**Activities:**
a) Answer these from the remote work thread:
(i) How often does the commenter in the walkable neighborhood now need a car?
(ii) For how long did the commenter who moved closer to the job before the pandemic have a 10-minute commute?
(iii) How long were the leases the San Francisco companies signed?
b) In the remote work thread, take the part that opens with the words containing "Most employers don't" and closes with "and longer leases.", and write it out again, switching "Bay Area" to "Seattle area".

**Text block:**
=-=-=

There are multiple equilibria. I like hybrid work. That doesn’t mean others shouldn’t be allowed to require office time. The market will work this out in tech; employees have bargaining power.


> people will still need to use their vehicles to get places

Hmm ... walkable neighborhood has even become more livable and walkable, all my car uses could now be public transport or car sharing.. needing one now maybe at most once or twice.per month, sometimes less.

> we solve the root issue of 'too few homes' then

Yes.. but on the other hand you can mix only so many homes around offices.. which would make my neighborhood less walkable again.

Also I neither want to be location dependent for job selection, nor do I want to move due to jobs? Kind of arrogant privileged view, on the other hand, why not just leave the space for people that actually really need to live nearby their working location, like the merchant, the doctor, etcetc?

> Some of us simply want our job to provide us with a space where we can work that isn't 10 feet away from where we spend the rest of our day

If you really have that luck to be able to live that close to your office, great.. but how long will this hold? I idiot actually moved pre-pandemic closer to the job, just that they wanted a cheaper location and reorganize and moved then farer away, lol, so I had 2 month of 10 minutes to work :) Until I get that back I prefer not to was so much time travelling for barely nothing.


It's also ridiculous because it demonstrates a lack of understanding of sunk costs. If a company with an office is that concerned about costs, it's cheaper to keep the office closed without paying for utilities and all the other overhead.

A lot of people here just want to work from home and the range of social and economic problems they work backward to have WFH solve is astounding.


I don't actually believe in the whole commercial real estate conspiracy. The employers who actually have the agency here are presumably mostly not so stupid as to be making decisions based on (often relatively short-term) sunk costs.

But if those same employers are OK with employees who want to and can productively work from home, they're also justified in largely ignoring the preferences of employees who would prefer a bustling in-person office.


Most employers don't own any real estate at all... they lease it. It's extremely uncommon for companies not directly in the business of Real Estate to own their own buildings... there's probably some single digit % of office space owned by the company occupying it.

There may be an incentive for executives tied to local real estate, though. e.g. owning a home in the Bay Area, and seeing it get devalued as everyone is moving away. Residential prices have been falling in the Bay Area... but then NYC has been pretty stable and there's still an urge for BTO there among the banks. Finance is much more relationship driven than Tech, though.


The companies I worked for in San Francisco signed like 10 year leases for premium real estate in the city (millions per year). Before COVID it was a “sure thing” that prices would only go up, incentivizing longer and longer leases.

=-=-=

**Data provided:**
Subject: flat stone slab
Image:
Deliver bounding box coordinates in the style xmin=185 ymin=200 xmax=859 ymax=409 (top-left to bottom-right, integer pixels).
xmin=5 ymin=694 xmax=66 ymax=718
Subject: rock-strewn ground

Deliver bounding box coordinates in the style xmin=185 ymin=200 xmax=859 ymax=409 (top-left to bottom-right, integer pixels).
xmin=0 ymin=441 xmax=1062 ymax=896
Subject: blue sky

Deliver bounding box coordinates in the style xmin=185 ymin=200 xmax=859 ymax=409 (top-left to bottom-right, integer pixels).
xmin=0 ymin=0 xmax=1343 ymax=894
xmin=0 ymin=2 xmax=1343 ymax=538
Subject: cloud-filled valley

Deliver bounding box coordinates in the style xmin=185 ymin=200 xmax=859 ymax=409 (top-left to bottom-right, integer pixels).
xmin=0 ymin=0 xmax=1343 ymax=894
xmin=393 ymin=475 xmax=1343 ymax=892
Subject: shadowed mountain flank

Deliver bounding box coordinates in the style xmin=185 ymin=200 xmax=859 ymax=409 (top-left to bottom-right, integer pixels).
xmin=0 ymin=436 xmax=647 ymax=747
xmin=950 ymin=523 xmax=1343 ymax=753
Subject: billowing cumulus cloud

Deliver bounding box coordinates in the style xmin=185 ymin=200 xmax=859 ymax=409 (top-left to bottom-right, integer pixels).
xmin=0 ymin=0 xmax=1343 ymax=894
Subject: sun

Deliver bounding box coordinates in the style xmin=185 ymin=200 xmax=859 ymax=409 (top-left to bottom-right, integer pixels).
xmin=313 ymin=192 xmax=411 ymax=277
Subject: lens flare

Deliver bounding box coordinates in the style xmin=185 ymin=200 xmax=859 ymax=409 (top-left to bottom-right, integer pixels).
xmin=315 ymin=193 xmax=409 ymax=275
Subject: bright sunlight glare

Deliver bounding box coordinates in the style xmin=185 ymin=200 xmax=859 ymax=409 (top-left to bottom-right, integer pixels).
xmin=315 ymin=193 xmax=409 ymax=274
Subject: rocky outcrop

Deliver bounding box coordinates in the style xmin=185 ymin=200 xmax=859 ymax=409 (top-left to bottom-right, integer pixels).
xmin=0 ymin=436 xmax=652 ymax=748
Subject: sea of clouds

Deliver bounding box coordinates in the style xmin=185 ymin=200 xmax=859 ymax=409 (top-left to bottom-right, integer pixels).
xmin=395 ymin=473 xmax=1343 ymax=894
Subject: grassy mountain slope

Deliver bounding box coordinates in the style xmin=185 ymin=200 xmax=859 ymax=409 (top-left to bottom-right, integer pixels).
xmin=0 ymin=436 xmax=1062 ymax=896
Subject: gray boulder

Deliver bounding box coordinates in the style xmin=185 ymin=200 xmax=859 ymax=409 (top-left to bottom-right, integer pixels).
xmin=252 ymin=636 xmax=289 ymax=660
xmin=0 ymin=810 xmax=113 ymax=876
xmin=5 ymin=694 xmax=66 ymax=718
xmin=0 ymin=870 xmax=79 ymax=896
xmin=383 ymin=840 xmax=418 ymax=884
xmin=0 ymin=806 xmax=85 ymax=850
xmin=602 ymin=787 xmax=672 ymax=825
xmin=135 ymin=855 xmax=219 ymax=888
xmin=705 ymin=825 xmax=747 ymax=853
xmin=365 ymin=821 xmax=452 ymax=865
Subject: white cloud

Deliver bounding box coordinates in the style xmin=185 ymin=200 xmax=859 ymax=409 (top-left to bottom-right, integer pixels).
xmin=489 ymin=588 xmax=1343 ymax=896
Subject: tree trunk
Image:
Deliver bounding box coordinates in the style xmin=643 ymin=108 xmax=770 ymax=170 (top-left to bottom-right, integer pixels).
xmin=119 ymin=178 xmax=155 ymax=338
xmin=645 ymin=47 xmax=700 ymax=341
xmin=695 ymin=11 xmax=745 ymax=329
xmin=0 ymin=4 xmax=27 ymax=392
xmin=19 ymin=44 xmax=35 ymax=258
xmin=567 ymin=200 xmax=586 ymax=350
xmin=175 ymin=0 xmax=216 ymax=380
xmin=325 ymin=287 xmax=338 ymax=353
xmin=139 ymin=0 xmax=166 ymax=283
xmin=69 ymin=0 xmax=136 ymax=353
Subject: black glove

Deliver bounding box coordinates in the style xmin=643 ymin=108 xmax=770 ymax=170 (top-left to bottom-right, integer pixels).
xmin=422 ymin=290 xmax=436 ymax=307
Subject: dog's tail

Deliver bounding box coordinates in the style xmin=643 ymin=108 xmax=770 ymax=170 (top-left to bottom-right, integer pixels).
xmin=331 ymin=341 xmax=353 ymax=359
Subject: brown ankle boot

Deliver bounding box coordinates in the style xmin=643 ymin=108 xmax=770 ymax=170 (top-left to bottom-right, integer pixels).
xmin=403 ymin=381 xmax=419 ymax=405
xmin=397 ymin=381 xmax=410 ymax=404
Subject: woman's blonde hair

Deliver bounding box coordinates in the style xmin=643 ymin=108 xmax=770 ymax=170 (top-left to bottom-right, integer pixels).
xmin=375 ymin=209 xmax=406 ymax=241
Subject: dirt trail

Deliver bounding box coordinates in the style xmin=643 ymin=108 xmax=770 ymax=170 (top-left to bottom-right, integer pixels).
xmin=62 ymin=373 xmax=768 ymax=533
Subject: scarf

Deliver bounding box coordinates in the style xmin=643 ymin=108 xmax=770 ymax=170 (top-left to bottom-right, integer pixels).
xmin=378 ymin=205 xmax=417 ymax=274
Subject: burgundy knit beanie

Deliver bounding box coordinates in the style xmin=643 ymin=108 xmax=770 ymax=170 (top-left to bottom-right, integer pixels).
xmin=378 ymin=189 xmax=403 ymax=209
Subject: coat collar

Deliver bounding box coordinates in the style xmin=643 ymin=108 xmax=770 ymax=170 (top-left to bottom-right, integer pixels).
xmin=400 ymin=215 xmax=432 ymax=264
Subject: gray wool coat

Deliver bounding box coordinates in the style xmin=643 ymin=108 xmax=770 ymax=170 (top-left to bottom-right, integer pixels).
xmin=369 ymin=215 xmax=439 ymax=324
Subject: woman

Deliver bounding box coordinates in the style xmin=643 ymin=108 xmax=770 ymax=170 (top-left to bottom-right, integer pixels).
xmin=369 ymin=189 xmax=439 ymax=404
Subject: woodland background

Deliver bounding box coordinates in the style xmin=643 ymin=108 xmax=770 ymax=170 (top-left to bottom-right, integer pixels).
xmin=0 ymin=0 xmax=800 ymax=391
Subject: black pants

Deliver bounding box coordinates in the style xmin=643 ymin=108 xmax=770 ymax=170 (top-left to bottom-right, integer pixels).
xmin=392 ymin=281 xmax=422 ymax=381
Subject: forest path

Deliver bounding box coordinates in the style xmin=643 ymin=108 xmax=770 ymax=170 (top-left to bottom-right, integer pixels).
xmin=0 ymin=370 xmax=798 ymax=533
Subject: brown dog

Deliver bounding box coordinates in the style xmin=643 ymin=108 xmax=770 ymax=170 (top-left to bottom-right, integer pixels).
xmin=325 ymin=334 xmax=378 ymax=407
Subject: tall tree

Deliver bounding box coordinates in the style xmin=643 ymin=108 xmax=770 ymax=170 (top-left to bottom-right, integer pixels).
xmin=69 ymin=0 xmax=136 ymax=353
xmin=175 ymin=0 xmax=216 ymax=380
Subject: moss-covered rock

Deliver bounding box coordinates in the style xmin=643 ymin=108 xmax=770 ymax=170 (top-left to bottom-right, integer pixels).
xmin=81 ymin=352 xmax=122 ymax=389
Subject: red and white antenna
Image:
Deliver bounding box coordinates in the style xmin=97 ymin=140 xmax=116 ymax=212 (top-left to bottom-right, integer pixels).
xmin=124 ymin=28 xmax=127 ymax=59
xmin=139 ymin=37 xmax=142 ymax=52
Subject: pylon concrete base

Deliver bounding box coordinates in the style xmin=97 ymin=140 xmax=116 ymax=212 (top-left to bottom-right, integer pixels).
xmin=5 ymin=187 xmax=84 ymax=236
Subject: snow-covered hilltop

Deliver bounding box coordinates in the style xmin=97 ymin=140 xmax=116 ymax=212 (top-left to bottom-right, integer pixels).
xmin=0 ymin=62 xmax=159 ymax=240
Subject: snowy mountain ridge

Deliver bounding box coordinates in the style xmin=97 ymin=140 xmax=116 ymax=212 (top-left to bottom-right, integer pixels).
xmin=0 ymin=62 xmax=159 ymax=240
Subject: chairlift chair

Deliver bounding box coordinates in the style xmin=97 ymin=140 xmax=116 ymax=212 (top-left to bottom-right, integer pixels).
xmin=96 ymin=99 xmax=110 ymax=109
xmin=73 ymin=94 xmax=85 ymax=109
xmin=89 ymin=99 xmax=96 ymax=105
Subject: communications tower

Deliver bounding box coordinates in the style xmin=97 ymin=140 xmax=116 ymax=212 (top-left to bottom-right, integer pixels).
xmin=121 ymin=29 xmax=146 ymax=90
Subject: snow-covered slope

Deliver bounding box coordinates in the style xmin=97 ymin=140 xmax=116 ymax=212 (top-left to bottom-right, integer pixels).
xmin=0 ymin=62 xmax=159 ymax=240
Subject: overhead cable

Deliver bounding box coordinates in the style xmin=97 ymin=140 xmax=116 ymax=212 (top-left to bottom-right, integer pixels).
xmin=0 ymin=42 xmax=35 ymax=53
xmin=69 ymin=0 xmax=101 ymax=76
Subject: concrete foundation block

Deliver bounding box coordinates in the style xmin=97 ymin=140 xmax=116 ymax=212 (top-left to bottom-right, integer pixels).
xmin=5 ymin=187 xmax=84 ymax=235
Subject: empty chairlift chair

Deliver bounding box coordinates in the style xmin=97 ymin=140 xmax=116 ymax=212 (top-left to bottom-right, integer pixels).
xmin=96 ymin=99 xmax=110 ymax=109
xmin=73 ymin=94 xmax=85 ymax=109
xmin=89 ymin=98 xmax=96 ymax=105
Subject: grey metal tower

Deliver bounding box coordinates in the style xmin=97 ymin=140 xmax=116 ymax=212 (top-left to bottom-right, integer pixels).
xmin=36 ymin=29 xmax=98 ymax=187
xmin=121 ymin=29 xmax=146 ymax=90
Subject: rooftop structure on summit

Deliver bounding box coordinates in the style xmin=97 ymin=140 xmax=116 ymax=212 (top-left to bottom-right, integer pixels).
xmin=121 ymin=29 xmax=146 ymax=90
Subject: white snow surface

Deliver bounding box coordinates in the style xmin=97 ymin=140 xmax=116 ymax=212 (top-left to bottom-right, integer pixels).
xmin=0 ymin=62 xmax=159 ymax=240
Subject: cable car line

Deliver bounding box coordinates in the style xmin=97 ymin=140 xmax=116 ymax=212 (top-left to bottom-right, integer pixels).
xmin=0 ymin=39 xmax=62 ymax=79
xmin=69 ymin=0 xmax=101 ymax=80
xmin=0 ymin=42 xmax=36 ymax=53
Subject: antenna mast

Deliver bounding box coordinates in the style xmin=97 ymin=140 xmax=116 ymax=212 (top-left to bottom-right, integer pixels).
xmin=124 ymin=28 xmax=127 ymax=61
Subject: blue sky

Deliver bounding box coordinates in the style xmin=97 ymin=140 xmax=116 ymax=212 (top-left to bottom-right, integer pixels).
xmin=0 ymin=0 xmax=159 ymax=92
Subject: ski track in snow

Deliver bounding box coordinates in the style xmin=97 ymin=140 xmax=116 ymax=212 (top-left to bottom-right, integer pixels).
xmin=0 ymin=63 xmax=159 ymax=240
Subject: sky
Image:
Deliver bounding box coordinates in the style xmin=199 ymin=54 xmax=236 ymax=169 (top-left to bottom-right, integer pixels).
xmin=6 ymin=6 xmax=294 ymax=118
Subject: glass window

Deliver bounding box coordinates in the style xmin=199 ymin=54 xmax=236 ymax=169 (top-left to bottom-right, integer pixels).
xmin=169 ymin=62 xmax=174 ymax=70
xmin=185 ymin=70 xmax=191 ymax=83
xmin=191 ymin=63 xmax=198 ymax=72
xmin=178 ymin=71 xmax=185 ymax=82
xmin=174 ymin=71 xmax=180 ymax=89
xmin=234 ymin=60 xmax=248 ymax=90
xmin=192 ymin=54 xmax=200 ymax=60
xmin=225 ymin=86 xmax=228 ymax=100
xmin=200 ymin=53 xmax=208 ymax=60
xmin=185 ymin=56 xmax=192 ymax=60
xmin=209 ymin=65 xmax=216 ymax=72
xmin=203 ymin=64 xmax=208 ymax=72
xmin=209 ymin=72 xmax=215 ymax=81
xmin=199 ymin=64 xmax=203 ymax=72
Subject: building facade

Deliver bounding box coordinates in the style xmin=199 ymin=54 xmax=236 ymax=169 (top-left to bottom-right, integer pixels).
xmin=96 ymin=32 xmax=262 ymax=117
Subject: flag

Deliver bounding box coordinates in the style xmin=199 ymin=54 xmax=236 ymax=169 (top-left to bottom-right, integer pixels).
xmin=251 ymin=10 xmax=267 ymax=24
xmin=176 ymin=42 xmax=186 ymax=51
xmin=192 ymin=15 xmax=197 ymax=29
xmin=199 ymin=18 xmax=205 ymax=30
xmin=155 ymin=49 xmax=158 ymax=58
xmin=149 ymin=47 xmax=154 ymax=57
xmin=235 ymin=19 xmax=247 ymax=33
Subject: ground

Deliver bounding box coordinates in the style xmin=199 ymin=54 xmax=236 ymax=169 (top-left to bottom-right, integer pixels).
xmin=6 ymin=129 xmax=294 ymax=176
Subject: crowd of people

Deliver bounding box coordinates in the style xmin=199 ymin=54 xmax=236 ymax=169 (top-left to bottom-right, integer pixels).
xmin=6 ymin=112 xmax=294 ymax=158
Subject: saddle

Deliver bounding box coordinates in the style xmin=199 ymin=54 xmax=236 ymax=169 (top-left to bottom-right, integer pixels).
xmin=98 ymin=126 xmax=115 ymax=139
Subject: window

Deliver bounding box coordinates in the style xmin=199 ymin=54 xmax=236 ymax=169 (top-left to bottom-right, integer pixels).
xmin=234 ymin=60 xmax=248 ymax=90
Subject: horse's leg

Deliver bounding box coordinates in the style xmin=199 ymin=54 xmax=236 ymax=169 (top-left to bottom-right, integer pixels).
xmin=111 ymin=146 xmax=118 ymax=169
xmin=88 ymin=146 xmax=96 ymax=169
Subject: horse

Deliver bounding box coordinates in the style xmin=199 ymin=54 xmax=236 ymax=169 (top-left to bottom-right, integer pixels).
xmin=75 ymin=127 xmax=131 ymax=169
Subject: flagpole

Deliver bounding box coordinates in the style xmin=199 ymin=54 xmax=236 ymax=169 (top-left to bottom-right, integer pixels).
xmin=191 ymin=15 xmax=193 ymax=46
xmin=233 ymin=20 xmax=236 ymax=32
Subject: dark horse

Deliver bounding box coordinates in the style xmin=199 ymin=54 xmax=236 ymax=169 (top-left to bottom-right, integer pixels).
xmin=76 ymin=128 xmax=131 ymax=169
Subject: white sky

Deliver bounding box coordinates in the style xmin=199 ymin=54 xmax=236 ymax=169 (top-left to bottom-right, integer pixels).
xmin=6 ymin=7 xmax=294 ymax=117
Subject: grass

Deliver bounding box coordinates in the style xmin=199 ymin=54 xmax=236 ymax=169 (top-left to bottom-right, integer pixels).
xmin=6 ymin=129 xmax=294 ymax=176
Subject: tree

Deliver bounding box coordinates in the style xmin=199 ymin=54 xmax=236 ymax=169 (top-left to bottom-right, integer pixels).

=-=-=

**Answers for this exercise:**
a)
(i) At most once or twice per month, sometimes less.
(ii) 2 months.
(iii) About 10 years.

b)
Most employers don't own any real estate at all... they lease it. It's extremely uncommon for companies not directly in the business of Real Estate to own their own buildings... there's probably some single digit % of office space owned by the company occupying it.

There may be an incentive for executives tied to local real estate, though. e.g. owning a home in the Seattle area, and seeing it get devalued as everyone is moving away. Residential prices have been falling in the Seattle area... but then NYC has been pretty stable and there's still an urge for BTO there among the banks. Finance is much more relationship driven than Tech, though.


The companies I worked for in San Francisco signed like 10 year leases for premium real estate in the city (millions per year). Before COVID it was a “sure thing” that prices would only go up, incentivizing longer and longer leases.